*** Opening of Input data ***

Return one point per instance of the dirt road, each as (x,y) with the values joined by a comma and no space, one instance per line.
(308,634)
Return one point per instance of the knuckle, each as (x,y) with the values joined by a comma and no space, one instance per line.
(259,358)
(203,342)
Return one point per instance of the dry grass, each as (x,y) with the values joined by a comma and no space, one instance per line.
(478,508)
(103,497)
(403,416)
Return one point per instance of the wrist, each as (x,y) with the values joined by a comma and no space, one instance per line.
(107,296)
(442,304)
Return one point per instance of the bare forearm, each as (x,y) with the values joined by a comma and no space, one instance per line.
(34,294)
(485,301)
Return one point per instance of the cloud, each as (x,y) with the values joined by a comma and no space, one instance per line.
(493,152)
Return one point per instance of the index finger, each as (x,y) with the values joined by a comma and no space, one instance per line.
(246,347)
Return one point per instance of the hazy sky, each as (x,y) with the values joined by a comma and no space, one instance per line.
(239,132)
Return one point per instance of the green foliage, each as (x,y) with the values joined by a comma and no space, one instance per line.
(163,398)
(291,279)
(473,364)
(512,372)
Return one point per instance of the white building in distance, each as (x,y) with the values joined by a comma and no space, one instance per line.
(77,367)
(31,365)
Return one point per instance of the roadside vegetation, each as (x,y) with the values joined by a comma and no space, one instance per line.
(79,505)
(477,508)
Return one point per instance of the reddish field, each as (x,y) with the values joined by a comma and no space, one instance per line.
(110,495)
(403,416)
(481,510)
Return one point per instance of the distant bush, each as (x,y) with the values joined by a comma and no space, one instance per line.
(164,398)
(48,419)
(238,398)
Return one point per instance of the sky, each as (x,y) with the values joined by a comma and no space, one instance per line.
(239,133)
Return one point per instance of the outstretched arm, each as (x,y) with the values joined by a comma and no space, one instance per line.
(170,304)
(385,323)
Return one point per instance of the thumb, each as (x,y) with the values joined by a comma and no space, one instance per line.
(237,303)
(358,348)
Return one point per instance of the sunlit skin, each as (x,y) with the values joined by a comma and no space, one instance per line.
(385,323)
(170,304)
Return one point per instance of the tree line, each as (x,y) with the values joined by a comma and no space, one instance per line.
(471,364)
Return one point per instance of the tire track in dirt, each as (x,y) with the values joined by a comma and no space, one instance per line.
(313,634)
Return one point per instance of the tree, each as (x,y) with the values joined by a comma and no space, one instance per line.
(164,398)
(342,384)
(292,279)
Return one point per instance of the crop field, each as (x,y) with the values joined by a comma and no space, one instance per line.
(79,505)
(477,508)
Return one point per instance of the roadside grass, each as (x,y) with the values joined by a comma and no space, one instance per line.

*** Close of Input data ***

■ What is expected: Your response must repeat the entries above exactly, in full.

■ Completed task:
Return one point per instance of the dirt road, each as (x,y) with the values joined by a comma and no space, one instance per line.
(308,634)
Return one point per instance of the knuckle, each as (x,y) with the values joined by a comma and no space, one instance per line.
(259,358)
(203,342)
Return one point per instance of the dry grass, each as (x,y) with the values joined by a comma and no space, one instance per line.
(478,508)
(103,497)
(403,416)
Return one point per instance of the wrist, each as (x,y) with the values joined by a comma and no space, one instance per line.
(107,296)
(442,304)
Return one point per instance of the bare forearm, each as (x,y) with the values joined by a comma and no space, one instance per line.
(34,294)
(485,301)
Return one point per instance of the cloud, each as (x,y) with the values joined by a comma and no space, one instance per line.
(493,152)
Return one point per instance of the index finger, each as (x,y) with the values joined by a comma and no space, one instance per line.
(246,347)
Return one point per instance of the hazy sky, each as (x,y) with the values joined by a comma and no space, one instance per line.
(239,132)
Return one point per instance of the green foliage, each as (x,y) with the values joined by a comma and no space, one instance per line.
(163,398)
(291,279)
(473,364)
(512,372)
Return one point per instance of the white building in distance, each as (x,y) with the values joined by a comma and no space, one instance per line.
(77,367)
(31,365)
Return one point per instance of the roadside vegetation, each as (x,y) with the values joined by a comma and no space, one instance per line.
(79,505)
(477,508)
Return one point per instance of the reddish field, each as (x,y) with the values joined by a comma and no space, one instance per line.
(110,495)
(403,416)
(481,510)
Return one point per instance of the distant bush, each as (x,y) with the values joined by a comma and no space, one instance per line.
(164,398)
(48,419)
(238,398)
Return one point per instance of the sky, each as (x,y) with the values joined by a comma and no space, one instance per line.
(239,133)
Return one point per instance of the outstretched arm, each as (x,y) with the values joined by a comma and no space, one instance per line.
(170,304)
(385,323)
Return one point per instance of the thumb, each as (x,y) with the values joined by a comma and no space, one instance per line.
(237,303)
(358,348)
Return one point per instance of the sunlit skin, each as (x,y) with the values joined by a comma and no space, one instance per line.
(385,323)
(170,304)
Return one point per instance of the tree line, each as (x,y) with the values joined by a comma and no space, one instance per line.
(471,364)
Return one point per instance of the tire track in dirt, each as (x,y) with the values joined by a comma and no space, one instance per line.
(313,634)
Return one point per instance of the tree, each as (x,y) with the values joined by a comma and no space, one instance per line.
(164,398)
(342,384)
(292,279)
Return one point per instance of the crop field, each as (x,y) with the values joined by a comma and no space, one instance per line.
(79,505)
(477,508)
Return one point per instance of the roadside grass, each as (x,y) with the values joined by a comma and no space, one instance per line.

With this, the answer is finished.